The future of pharma: a bleak insider's perspective - aaavl2821
https://www.linkedin.com/pulse/pharmas-broken-business-model-industry-brink-terminal-kelvin-stott/?trackingId=pxFWXIOZmLDKgmmLMNJfIw%3D%3D&utm_source=STAT+Newsletters&utm_campaign=83993f507e-EMAIL_CAMPAIGN_2017_11_26&utm_medium=email&utm_term=0_8cab1d7961-83993f507e-150446797
======
Nomentatus
The article doesn't explain why the returns are diminishing so steeply when
illnesses, particularly chronic illnesses aren't exactly going away - and our
technological capabilities are increasing rapidly. Why doesn't it all balance
out to keep progress steady?

Part of the reason is that nowadays there are more longitudinal studies that
tend to expose larger death rates overall even when drugs are "effective"
along some one desired dimension.

» Work order: Revise the pharma thread starting with "Part of the" and going on through "one desired dimension.", putting "mortality rates" in place of "death rates".

» Dataset entries:

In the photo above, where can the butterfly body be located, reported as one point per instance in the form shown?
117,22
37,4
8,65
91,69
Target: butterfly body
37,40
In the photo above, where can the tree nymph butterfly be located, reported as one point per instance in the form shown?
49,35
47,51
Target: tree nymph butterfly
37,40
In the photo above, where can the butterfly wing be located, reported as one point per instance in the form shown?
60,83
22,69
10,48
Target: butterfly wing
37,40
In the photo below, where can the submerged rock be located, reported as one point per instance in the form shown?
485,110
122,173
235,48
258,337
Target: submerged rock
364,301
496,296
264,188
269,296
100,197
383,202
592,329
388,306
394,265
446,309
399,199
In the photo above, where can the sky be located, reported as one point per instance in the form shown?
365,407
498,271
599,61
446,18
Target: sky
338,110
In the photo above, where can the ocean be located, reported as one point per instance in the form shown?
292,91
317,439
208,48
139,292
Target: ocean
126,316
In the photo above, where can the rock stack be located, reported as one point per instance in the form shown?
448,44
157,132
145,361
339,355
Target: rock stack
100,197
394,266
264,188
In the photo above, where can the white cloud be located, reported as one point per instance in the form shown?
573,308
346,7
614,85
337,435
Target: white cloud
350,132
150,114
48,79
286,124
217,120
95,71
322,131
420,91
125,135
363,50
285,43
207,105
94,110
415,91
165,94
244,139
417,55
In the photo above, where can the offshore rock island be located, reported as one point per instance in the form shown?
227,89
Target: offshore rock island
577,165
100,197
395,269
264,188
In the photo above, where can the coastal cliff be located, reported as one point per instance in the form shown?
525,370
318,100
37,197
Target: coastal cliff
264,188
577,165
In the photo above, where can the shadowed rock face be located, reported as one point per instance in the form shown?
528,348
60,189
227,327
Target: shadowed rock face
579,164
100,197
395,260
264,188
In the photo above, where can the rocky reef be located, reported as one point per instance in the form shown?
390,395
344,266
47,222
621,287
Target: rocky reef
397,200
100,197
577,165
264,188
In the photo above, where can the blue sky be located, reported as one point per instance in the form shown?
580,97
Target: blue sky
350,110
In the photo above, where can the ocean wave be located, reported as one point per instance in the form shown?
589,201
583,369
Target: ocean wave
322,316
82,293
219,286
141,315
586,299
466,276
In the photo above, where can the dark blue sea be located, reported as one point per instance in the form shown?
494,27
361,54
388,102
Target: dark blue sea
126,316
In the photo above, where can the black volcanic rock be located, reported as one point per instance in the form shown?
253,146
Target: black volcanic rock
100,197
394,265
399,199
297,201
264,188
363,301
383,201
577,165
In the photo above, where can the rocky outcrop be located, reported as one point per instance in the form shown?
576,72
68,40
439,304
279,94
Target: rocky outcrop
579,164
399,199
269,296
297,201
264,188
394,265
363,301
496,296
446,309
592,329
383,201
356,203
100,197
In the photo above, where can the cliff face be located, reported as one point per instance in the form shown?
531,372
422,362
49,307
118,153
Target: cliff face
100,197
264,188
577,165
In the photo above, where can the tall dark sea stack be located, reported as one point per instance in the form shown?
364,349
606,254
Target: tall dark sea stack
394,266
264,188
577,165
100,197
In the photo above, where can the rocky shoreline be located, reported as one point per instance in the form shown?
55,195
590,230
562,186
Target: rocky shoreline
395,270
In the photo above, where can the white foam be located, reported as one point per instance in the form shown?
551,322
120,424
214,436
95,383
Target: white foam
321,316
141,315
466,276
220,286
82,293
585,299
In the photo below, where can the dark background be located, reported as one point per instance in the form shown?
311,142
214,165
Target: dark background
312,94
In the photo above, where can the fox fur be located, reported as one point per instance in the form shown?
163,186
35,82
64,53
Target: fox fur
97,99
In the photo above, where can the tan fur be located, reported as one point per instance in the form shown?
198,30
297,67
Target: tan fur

» Answer to this exercise:
Part of the reason is that nowadays there are more longitudinal studies that
tend to expose larger mortality rates overall even when drugs are "effective"
along some one desired dimension.